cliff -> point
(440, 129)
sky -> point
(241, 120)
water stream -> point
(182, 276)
=-=-=
Aim: Pick out each line of the material above that contains the string "point", treating case as significant.

Solution to this problem:
cliff -> point
sky -> point
water stream -> point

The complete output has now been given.